> _AUSGANGSTEXT_
────────────────

Hamburg. „Auf das Machbare konzentrieren“. Scholz hält Forderung, Flüchtlinge gleichmäßig auf Stadtteile zu verteilen, für nicht umsetzbar.
Bürgermeister Olaf Scholz (SPD) hält die Forderung, Flüchtlinge nach einem festgelegten Schlüssel gleichmäßig auf alle Stadtteile zu verteilen, für nicht umsetzbar. Die von einer Bürgerinitiative aufgebrachte Idee sei zwar „nicht schlecht“, so Scholz im Abendblatt-Interview. „Aber: Wenn ich nach diesem Schlüssel in einem Stadtteil Flüchtlinge unterbringen soll, dort aber weder ein Grundstück frei, noch zu verkaufen, noch neu zu entwickeln ist, kann ich dort auch nichts machen.“ Die Stadt müsse sich auf das Machbare konzentrieren.
Diese Ansage ist auch eine Abkehr von der bisherigen Botschaft, Flüchtlinge in allen Stadtteilen unterbringen zu wollen. „Wer in Hamburg in Zukunft aus seiner Haustür tritt und einen Kilometer nach links oder nach rechts geht, wird auf eine Flüchtlingsunterkunft treffen“, hatte der damalige Sozialsenator Detlef Scheele (SPD) noch im vergangenen Sommer angekündigt.

────────────────

> _DATEN_
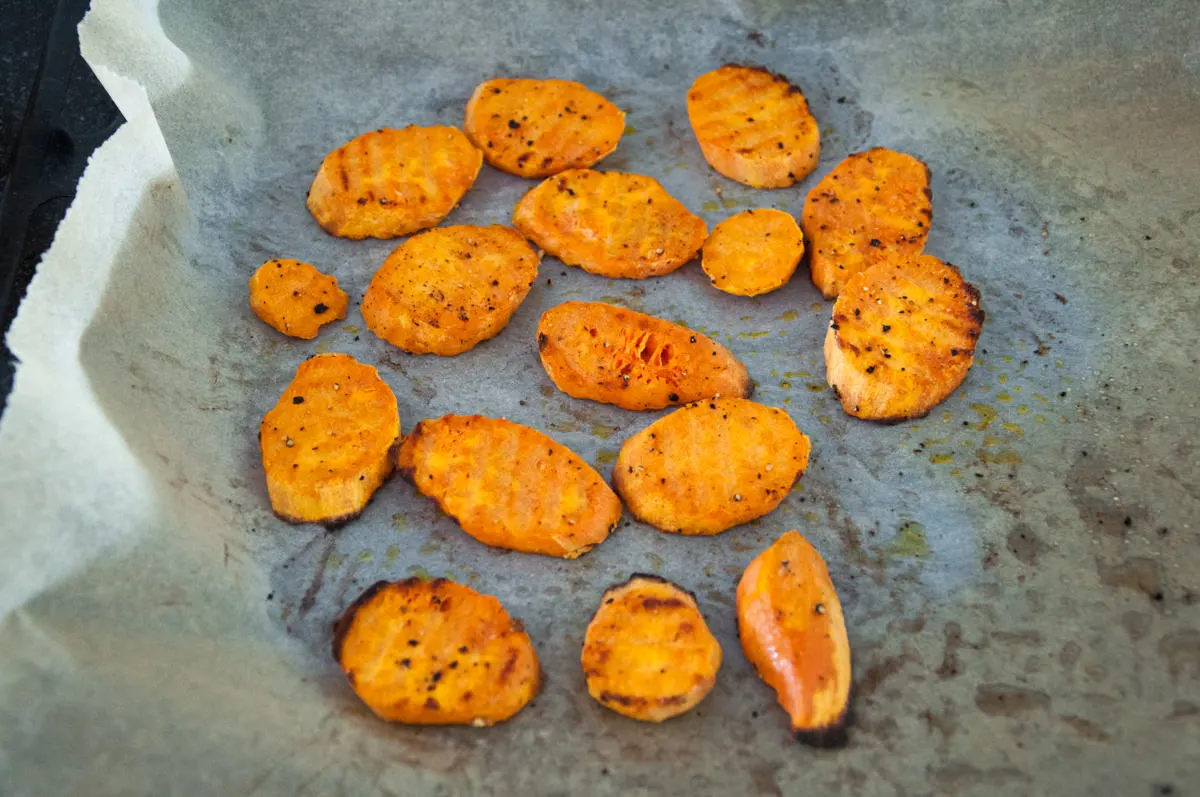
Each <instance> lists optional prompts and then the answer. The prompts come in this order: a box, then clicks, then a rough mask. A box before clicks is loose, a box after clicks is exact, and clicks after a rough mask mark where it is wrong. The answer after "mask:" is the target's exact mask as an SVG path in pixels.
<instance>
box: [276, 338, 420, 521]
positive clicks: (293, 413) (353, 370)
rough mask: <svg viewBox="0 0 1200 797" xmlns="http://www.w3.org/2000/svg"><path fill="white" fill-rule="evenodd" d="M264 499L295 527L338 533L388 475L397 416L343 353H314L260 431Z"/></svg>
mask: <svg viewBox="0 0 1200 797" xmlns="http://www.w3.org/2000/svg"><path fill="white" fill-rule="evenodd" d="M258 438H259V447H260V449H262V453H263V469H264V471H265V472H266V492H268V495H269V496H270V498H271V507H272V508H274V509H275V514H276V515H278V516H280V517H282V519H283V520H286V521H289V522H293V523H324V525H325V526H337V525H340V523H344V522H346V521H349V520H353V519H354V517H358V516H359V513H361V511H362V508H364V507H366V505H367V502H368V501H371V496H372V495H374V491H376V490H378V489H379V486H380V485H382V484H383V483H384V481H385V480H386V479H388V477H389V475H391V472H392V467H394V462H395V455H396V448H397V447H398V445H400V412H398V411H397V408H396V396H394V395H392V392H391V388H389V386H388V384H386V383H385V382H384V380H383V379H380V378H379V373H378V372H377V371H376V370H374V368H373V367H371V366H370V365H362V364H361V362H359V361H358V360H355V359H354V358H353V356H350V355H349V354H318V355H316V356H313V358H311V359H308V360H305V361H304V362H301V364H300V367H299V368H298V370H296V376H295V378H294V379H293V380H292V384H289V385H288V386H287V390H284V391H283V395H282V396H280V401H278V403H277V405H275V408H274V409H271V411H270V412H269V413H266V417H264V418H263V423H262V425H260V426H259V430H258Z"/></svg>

────────────────

> _AUFGABE_
Schreib aus dem Ausgangstext über Scholz und die Verteilung von Flüchtlingen das Stück wortgetreu ab, das bei „Hamburg. „Auf das“ anfängt und bei „das Machbare konzentrieren.“ aufhört.

> _ANTWORT_
Hamburg. „Auf das Machbare konzentrieren“. Scholz hält Forderung, Flüchtlinge gleichmäßig auf Stadtteile zu verteilen, für nicht umsetzbar.
Bürgermeister Olaf Scholz (SPD) hält die Forderung, Flüchtlinge nach einem festgelegten Schlüssel gleichmäßig auf alle Stadtteile zu verteilen, für nicht umsetzbar. Die von einer Bürgerinitiative aufgebrachte Idee sei zwar „nicht schlecht“, so Scholz im Abendblatt-Interview. „Aber: Wenn ich nach diesem Schlüssel in einem Stadtteil Flüchtlinge unterbringen soll, dort aber weder ein Grundstück frei, noch zu verkaufen, noch neu zu entwickeln ist, kann ich dort auch nichts machen.“ Die Stadt müsse sich auf das Machbare konzentrieren.